■ **TEXTE FOURNI**
Acte 1. De l'hydrogène dans le cosmos

Acte 1. De l'hydrogène dans le cosmos

Publié par Brice Ammar-khodja

Journal du projet

C’est au presque petit matin que dès l’aube, à l’heure où blanchit la campagne", je partais.

À peine quelques kilomètres de route que déjà le voile blanc des monts Pyrénéens me salue. Au sol, quelques plaques de verglas entament l’asphalte des parterres embourbés. Je me perds avec une volonté enthousiaste dans le décor de ces routes ardues.

Mon fidèle fourgon déborde de fournitures. De son jaune postier, il étincelle la vallée. Il nous tarde de découvrir l’environnement où se dérouleront ces prochains 4 mois de pérégrinations.

Je suis en route vers Montastruc.

On dirait le sud.  

L’environnement est propice à mon champ d’investigation : laboratoires, rivières, gouffres, cascades, glaciers, montagnes, éco-village, … Tant de matériaux pour embrayer une recherche sur les propriétés chimiques, mythologiques et sonores de l’eau. De la pureté de la roche calcaire du gouffre d’Esparos, théâtre démiurge de tant cristaux d’Aragonites, à la pureté de l’eau distillée chercheur scientifique de Tarbes : un dialogue est en place.  

Après m’être égaré à travers bien des routes sinueuses, et comme une horloge suisse déréglée, j’arrive enfin.

L’école de Montastruc est un petit complexe dont la classe qui m'est assignée est disséminée dans la mairie. Ici règne une atmosphère paisible. Il faut désormais se présenter, s’apprivoiser et apprendre à se connaître.

Explications sommaires du projet (qu'il faudra découvrir au fur et à mesure) suivies de quelques brèves notions introductives sur l’art et le design. Je suis surpris de la curiosité de ces enfants qui ont pu bénéficier d’un premier contact avec certains objets phares du design. Pour s’échauffer l’esprit, nous mettons en place un tableau heuristique que les enfants pourront mettre à jour régulièrement. Je pose le premier jalon : H2O. Un part un, ils devront ajouter une branche à notre arbre. Rapidement une circulation de liens s’amorce, les sens s’entrecroisent… les cerveaux bouillonnent. J’en profite pour ajouter et expliquer quelques termes et phénomènes liés à l’eau : hydrophobe, évaporation, H2O, O2, hydrogène… tant d’expressions qui deviendront récurrentes lors de nos séances.

■ **OBJECTIF 1**
Reproduisez fidèlement le passage du journal de projet qui va de « Je suis en route » jusqu'à « est en place. » inclus.

■ **Entrées d'un jeu de données**

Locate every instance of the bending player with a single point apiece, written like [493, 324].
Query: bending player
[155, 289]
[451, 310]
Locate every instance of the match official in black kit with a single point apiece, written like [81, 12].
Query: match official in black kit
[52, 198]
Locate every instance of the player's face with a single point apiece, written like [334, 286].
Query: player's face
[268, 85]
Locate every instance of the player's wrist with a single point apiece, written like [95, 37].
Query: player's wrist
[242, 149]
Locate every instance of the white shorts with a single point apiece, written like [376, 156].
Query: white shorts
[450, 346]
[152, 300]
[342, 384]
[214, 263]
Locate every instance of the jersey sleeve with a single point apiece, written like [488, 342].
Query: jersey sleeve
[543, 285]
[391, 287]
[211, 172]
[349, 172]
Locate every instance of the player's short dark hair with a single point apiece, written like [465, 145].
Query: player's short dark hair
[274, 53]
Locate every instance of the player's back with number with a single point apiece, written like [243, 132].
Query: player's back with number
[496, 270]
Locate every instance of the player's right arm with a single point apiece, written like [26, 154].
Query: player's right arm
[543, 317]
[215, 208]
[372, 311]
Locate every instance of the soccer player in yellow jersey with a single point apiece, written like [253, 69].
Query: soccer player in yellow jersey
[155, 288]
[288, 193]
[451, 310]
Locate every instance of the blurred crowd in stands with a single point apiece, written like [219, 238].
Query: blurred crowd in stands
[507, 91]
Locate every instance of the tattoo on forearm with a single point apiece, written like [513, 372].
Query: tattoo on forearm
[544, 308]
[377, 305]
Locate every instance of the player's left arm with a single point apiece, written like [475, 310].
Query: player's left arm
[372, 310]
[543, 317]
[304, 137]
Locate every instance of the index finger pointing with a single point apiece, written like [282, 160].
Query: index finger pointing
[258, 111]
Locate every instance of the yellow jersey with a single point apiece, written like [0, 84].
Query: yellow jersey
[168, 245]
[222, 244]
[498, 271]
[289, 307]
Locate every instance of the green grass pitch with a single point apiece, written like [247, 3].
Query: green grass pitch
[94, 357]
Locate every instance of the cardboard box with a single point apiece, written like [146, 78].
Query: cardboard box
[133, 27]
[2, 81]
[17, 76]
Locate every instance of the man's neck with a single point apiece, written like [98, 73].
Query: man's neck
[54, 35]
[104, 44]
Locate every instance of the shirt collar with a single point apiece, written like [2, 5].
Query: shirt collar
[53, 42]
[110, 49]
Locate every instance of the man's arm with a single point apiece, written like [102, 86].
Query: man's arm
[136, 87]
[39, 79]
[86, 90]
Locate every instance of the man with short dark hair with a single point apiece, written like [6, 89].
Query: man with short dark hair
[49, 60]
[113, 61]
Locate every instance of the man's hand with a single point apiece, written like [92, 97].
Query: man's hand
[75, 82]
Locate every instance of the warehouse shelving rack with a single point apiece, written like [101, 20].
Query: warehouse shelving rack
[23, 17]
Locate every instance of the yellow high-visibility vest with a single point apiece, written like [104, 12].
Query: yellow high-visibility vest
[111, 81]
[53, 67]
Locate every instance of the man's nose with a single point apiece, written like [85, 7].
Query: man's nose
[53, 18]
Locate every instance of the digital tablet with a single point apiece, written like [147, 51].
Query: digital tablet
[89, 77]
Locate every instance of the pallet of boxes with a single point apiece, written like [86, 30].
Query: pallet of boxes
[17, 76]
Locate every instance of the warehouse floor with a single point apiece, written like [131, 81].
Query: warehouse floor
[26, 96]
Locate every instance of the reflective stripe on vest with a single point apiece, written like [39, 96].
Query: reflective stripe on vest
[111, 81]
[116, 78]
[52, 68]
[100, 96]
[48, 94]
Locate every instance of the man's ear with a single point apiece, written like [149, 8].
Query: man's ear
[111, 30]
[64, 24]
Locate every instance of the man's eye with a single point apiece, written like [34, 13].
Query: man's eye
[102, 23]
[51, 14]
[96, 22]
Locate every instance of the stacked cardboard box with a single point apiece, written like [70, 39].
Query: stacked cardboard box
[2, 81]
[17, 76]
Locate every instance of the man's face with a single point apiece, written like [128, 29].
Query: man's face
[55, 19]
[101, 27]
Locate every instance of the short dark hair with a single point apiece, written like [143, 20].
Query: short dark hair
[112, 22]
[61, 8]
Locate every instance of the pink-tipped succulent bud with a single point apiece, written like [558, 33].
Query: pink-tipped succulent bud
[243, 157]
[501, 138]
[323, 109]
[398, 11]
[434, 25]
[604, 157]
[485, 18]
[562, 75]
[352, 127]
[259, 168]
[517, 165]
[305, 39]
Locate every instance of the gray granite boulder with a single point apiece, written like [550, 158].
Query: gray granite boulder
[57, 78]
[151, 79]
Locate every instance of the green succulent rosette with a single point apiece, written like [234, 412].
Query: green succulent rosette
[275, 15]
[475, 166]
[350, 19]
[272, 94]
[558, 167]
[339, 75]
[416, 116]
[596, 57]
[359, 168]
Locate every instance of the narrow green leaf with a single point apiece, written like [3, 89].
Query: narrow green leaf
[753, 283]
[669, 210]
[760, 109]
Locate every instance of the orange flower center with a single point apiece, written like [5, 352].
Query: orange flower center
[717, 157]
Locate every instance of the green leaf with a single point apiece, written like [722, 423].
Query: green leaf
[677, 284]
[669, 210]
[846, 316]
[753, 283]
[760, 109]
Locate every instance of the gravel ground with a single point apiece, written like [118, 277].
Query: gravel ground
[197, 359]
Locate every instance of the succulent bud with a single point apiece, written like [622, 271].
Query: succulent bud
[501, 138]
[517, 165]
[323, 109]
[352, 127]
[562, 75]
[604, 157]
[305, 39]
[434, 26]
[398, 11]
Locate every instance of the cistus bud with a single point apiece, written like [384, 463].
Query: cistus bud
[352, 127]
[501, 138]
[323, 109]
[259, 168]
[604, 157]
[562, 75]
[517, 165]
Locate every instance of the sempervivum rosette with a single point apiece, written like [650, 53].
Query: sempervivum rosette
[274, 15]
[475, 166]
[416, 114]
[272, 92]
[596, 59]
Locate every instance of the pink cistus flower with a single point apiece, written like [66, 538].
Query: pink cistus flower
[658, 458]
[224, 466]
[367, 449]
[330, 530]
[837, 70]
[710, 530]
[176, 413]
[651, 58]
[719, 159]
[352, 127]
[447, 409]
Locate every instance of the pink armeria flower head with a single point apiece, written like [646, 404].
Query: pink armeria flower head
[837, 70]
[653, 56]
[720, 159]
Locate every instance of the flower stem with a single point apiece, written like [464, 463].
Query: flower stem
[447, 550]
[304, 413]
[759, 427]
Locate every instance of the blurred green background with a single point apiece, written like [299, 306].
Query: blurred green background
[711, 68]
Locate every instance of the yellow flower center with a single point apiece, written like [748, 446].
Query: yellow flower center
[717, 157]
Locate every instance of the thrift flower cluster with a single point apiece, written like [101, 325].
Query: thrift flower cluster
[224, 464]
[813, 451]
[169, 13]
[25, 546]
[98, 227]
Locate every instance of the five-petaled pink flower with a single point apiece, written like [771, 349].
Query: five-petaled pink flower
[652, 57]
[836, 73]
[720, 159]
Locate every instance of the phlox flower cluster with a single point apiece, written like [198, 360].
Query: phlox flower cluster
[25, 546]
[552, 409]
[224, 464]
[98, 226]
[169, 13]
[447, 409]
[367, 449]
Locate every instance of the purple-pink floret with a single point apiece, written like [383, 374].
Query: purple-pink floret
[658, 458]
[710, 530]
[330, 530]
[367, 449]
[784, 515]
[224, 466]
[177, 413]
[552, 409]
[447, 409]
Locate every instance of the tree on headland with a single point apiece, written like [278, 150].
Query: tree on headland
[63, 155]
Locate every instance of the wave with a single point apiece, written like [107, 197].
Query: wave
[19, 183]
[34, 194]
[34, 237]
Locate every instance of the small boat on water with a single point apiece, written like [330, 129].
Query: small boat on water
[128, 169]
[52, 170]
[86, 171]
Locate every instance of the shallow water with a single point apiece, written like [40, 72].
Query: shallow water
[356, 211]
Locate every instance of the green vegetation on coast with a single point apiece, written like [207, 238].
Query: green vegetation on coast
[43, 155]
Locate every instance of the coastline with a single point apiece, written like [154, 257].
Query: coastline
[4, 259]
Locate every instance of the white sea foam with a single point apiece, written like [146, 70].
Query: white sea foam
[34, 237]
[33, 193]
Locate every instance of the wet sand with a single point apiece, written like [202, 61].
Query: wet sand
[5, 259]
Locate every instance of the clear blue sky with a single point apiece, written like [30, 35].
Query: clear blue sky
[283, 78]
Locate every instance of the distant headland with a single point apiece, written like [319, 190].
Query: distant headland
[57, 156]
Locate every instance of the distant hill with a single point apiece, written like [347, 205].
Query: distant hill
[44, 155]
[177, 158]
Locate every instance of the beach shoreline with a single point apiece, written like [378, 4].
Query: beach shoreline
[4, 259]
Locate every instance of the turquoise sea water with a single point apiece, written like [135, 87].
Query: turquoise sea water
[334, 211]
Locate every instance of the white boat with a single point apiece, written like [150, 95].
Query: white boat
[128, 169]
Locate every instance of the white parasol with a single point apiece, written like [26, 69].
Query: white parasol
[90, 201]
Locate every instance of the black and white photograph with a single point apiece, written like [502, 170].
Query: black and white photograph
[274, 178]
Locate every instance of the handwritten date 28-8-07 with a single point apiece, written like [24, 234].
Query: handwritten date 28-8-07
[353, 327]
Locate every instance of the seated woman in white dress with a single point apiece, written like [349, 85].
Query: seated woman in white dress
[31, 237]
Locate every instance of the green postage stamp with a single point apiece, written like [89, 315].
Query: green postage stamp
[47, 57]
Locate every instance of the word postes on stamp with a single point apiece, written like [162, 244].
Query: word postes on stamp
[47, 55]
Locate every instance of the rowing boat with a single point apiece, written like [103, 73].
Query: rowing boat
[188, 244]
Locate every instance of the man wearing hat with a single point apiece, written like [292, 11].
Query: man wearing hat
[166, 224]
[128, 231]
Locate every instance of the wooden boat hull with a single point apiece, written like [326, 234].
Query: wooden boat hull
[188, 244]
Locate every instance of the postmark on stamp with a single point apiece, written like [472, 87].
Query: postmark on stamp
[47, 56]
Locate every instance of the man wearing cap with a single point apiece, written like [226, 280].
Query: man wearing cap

■ **OBJECTIF 2**
Combien de lignes de données ci-dessus contiennent la chaîne « tablet », en respectant la casse ? Répondez uniquement par ce nombre.

■ **RÉSULTAT FINAL 1**
Je suis en route vers Montastruc.

On dirait le sud.  

L’environnement est propice à mon champ d’investigation : laboratoires, rivières, gouffres, cascades, glaciers, montagnes, éco-village, … Tant de matériaux pour embrayer une recherche sur les propriétés chimiques, mythologiques et sonores de l’eau. De la pureté de la roche calcaire du gouffre d’Esparos, théâtre démiurge de tant cristaux d’Aragonites, à la pureté de l’eau distillée chercheur scientifique de Tarbes : un dialogue est en place.

■ **RÉSULTAT FINAL 2**
2